Return each line in the listing below that contains the word "marking", copying every such line unchanged.

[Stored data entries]

<<<<

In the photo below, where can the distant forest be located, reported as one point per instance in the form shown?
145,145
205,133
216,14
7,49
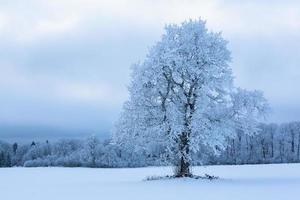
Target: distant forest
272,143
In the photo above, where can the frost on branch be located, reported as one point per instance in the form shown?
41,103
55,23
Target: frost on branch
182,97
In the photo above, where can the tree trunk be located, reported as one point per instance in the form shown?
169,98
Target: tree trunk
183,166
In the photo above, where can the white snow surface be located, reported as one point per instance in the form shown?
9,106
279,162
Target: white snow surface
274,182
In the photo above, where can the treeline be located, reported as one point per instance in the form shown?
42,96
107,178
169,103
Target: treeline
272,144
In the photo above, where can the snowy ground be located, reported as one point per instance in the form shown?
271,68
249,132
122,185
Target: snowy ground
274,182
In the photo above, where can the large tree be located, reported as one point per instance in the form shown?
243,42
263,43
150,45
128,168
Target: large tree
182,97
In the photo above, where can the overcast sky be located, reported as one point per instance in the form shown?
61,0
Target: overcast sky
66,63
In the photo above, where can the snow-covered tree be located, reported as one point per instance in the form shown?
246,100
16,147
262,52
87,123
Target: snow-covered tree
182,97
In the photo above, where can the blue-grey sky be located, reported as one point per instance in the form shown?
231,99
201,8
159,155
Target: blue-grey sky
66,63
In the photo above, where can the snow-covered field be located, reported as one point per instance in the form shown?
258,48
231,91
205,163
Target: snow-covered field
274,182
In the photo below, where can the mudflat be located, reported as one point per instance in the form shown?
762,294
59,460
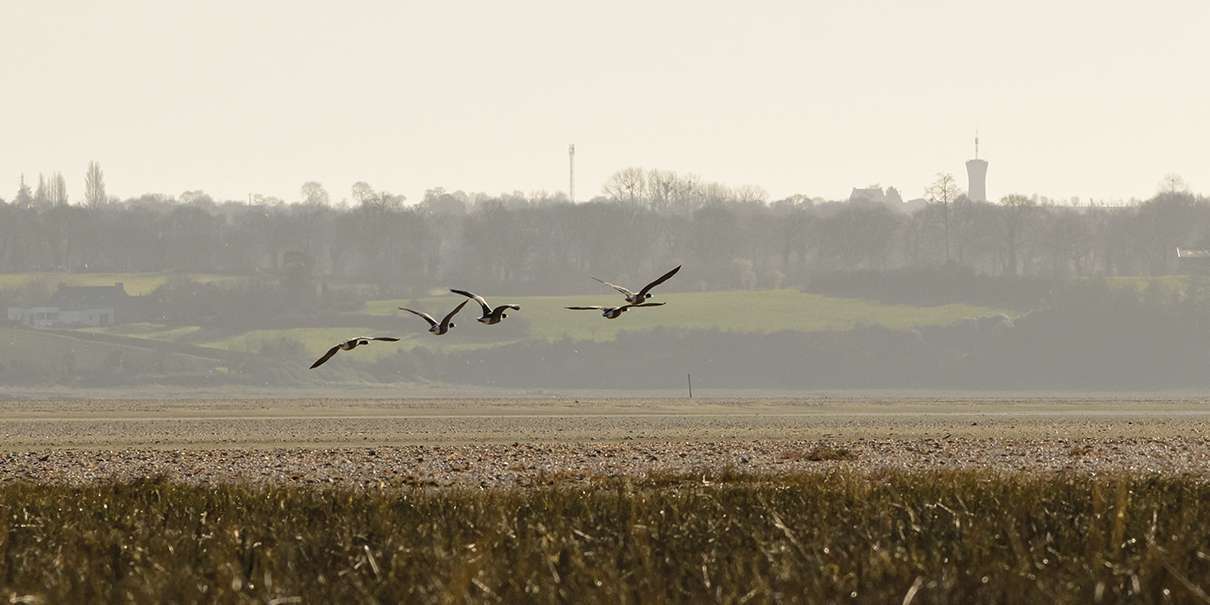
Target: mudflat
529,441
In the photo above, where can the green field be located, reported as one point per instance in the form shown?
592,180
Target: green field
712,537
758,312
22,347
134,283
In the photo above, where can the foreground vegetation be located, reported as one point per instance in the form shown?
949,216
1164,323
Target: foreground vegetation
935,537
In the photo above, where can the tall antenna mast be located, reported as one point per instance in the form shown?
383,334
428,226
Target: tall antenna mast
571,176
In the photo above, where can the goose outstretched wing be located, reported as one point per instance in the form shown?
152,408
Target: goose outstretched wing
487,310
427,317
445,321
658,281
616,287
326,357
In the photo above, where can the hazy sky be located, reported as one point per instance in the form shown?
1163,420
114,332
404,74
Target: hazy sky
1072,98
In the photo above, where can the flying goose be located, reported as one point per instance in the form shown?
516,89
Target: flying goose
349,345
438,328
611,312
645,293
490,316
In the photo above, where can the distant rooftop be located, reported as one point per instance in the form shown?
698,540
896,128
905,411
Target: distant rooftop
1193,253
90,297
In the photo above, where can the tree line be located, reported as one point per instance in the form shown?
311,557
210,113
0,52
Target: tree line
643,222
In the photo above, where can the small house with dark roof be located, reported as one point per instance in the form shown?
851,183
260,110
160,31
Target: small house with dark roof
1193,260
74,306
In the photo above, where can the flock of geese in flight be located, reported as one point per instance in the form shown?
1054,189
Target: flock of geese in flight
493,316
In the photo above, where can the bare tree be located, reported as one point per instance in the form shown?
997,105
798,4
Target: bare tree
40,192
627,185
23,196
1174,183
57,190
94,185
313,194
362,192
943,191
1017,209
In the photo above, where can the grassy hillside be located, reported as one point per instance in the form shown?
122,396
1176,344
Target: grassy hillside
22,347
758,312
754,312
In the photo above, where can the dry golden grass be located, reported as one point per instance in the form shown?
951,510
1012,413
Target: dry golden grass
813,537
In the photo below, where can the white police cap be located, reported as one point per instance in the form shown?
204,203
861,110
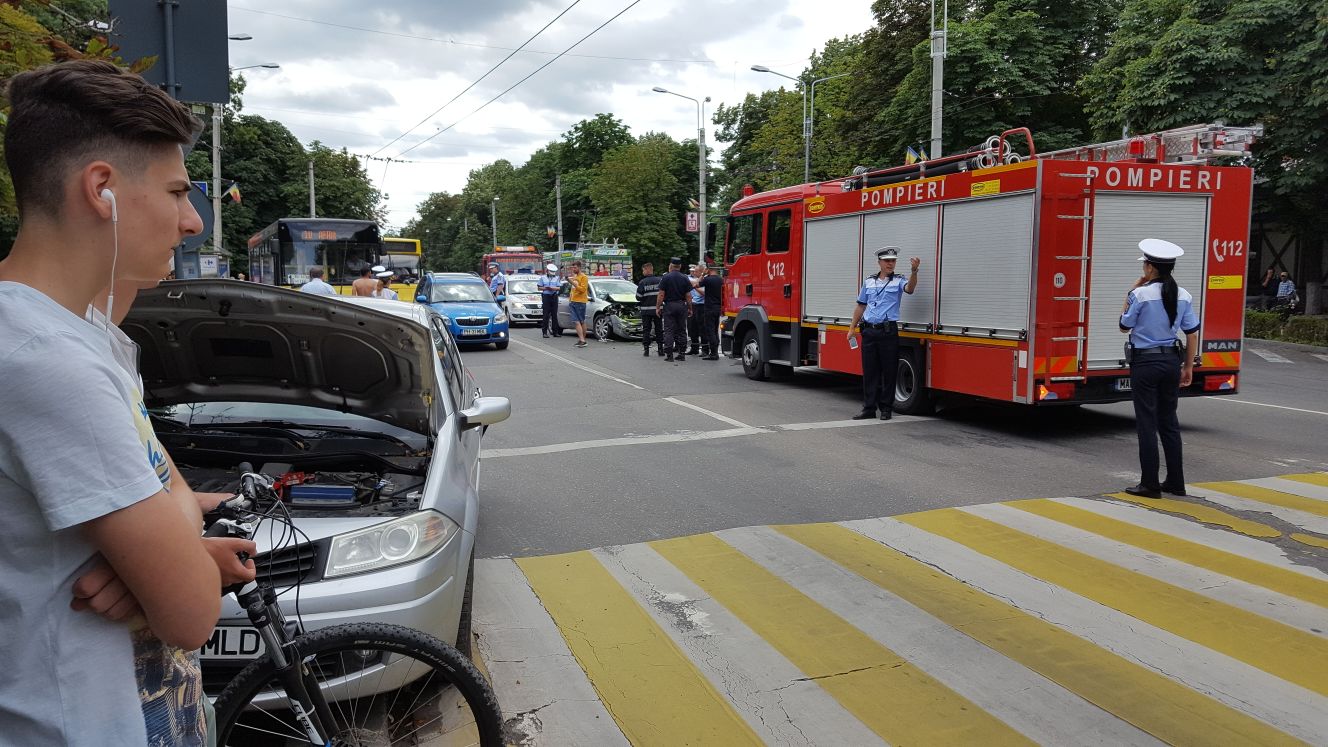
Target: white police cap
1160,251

>>>>
<<<<

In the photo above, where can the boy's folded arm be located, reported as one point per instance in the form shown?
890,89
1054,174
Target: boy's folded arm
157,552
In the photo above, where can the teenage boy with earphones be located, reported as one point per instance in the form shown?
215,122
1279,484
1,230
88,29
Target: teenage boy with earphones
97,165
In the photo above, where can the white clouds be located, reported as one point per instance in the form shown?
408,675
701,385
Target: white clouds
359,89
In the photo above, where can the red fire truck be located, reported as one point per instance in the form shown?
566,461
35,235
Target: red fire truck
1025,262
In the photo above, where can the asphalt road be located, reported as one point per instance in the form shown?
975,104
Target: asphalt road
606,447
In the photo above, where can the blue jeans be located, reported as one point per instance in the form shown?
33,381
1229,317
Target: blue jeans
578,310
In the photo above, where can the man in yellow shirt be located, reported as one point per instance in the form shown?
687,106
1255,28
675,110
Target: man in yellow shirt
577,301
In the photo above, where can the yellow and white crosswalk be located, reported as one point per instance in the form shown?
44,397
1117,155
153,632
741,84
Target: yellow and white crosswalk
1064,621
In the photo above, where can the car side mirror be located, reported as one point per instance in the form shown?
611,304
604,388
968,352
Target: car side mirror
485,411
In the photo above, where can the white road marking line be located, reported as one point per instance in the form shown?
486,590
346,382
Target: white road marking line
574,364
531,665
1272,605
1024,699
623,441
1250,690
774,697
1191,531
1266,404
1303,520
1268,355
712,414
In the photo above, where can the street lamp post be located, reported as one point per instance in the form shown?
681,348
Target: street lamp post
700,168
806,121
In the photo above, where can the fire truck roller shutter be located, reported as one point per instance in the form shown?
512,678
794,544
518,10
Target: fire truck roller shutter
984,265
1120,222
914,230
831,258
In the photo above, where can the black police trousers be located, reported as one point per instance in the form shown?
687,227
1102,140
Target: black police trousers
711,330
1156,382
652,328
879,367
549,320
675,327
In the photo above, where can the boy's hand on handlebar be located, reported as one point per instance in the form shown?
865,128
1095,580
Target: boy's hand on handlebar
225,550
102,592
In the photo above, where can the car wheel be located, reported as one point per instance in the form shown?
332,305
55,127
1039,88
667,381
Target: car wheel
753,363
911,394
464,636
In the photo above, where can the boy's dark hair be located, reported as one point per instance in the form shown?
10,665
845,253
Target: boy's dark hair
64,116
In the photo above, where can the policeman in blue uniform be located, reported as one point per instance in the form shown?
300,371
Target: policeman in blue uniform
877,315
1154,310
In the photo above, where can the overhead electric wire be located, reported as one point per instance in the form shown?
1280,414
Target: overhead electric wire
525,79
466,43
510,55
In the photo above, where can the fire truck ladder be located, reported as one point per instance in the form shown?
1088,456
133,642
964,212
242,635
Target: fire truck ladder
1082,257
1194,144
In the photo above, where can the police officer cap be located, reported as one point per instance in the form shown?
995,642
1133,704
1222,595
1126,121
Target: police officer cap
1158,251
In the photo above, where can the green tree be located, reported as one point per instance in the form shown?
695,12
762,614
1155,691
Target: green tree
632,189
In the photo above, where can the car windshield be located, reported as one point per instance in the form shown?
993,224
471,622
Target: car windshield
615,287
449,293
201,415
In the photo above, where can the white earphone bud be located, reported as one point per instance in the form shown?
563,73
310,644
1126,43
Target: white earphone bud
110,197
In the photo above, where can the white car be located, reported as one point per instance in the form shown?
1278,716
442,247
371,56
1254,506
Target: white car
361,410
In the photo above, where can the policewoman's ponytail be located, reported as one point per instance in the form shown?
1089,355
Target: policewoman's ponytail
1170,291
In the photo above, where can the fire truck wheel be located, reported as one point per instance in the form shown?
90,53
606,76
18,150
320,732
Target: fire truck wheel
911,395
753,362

>>>>

**Result below**
In the photo above, where can the white road marking line be located, reported as one point per instance in the form shown?
Target: white road marking line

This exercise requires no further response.